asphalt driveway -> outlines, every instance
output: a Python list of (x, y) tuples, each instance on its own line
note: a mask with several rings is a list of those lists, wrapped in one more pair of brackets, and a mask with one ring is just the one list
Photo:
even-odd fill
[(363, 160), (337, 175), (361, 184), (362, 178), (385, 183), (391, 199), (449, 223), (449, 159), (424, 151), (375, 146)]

——

**Task goal**.
In the records, swap every "instance" for "object" and repeat the lines with nothing else altered.

**Task output**.
asphalt driveway -> outlines, every object
output: a Python list of (x, y) tuples, each object on its own line
note: a mask with several rings is a list of those lists, wrapped in one more pair of brackets, and a mask with one ring is just the one list
Photo:
even-odd fill
[(363, 160), (337, 175), (361, 184), (362, 178), (385, 183), (391, 199), (449, 223), (449, 159), (424, 151), (375, 146)]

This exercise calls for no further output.